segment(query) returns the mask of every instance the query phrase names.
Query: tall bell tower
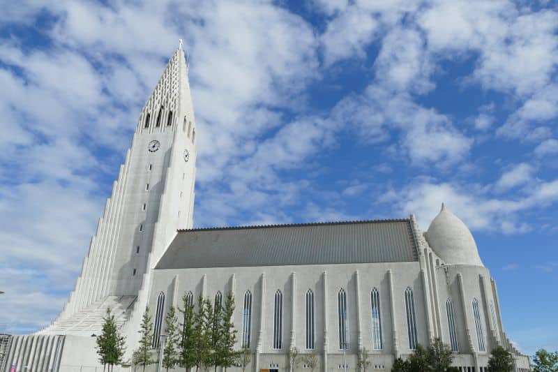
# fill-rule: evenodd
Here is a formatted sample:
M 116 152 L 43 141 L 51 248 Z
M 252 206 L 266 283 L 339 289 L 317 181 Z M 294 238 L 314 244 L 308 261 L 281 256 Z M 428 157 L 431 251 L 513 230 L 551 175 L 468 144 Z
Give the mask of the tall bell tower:
M 177 229 L 193 226 L 195 162 L 196 125 L 180 40 L 140 114 L 75 289 L 56 321 L 107 296 L 142 305 L 150 269 Z

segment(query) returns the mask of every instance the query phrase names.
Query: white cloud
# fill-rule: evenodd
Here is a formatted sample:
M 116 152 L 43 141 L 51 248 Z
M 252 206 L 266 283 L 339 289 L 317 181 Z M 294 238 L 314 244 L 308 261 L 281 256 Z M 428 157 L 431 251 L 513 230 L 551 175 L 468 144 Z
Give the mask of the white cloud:
M 535 148 L 534 153 L 539 157 L 558 154 L 558 140 L 551 138 L 543 141 Z
M 499 191 L 522 186 L 533 180 L 533 167 L 527 163 L 518 164 L 504 172 L 495 185 Z

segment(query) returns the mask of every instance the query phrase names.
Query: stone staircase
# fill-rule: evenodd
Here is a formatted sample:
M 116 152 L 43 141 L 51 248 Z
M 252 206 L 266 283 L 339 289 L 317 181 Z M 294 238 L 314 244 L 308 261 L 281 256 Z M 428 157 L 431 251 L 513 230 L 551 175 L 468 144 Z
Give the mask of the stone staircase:
M 136 298 L 137 296 L 107 296 L 69 318 L 55 320 L 38 333 L 82 336 L 100 333 L 103 327 L 103 318 L 108 308 L 110 308 L 116 325 L 121 328 L 130 318 Z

--

BRIEF - Pick out each line in the material above that includes the word "tower", and copy every such line in full.

RESPONSE FOR THIS EXERCISE -
Query: tall bell tower
Give the mask of the tall bell tower:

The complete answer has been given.